→ **DIRECTION**
Pull out every line in the records below that contains the string "black". Case counts.

→ **MATERIAL PROVIDED**
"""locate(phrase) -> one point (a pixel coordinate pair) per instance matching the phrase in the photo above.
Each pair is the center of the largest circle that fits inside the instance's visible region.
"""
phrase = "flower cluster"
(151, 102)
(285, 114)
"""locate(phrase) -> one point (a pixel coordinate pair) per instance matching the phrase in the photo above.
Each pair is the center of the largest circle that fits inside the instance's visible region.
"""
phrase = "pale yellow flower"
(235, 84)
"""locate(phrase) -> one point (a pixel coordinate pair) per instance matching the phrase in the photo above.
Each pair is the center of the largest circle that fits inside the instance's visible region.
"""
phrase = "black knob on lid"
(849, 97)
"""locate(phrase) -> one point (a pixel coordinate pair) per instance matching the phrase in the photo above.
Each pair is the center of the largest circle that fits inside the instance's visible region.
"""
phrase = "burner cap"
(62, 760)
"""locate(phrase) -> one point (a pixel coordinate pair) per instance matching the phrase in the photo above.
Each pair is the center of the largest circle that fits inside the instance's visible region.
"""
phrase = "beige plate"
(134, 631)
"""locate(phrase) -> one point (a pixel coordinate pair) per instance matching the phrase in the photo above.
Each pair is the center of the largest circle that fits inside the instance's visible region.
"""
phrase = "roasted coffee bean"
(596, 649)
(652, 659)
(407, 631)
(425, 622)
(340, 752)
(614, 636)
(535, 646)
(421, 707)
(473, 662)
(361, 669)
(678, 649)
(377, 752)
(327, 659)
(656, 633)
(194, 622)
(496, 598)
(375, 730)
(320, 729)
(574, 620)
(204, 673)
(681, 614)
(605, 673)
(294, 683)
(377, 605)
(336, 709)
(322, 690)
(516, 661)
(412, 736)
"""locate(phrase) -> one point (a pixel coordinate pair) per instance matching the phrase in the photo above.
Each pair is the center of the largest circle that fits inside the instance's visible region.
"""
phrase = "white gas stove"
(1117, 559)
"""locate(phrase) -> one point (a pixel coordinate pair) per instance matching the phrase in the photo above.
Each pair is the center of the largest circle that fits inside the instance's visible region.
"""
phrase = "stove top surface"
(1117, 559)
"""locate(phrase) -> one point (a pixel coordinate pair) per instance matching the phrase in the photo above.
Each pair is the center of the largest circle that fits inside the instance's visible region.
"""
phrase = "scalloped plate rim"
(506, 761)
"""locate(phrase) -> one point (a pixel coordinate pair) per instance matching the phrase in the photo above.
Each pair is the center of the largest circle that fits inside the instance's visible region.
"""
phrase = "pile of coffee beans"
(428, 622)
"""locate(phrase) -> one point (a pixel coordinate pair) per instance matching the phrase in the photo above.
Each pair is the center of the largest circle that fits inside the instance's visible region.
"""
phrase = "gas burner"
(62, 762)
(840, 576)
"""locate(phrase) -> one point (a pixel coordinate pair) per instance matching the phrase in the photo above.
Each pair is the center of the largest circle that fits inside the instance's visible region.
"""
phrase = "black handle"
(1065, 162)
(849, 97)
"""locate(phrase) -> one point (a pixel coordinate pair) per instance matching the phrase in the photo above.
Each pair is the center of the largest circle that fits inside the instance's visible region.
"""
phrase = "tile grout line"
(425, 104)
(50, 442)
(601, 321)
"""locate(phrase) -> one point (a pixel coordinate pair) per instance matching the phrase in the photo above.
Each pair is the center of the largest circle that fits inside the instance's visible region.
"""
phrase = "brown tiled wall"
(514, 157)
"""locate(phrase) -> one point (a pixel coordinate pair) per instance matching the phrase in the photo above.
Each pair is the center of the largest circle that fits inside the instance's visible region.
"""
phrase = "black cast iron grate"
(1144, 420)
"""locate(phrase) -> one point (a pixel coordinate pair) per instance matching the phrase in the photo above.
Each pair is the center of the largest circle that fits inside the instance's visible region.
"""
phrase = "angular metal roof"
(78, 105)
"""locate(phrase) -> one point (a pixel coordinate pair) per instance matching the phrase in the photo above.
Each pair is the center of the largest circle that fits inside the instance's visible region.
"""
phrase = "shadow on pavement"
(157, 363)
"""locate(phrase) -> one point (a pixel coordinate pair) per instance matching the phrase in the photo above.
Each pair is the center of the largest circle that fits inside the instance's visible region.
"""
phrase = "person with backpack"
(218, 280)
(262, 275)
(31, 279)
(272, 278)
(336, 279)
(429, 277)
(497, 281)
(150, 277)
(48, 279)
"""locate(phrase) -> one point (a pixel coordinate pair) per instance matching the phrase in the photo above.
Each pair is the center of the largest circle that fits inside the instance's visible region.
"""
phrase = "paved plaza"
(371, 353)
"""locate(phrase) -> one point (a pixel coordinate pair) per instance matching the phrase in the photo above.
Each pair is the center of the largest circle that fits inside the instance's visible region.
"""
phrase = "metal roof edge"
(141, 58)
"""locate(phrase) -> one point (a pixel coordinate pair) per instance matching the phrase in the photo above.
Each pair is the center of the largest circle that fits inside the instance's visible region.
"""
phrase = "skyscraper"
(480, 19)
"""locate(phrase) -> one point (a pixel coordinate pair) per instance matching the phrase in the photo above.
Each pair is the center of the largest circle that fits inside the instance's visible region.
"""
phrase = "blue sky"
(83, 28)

→ **RESULT OF THIS EXERCISE**
phrase = "black knob on lid"
phrase = "black handle"
phrase = "black cast iron grate"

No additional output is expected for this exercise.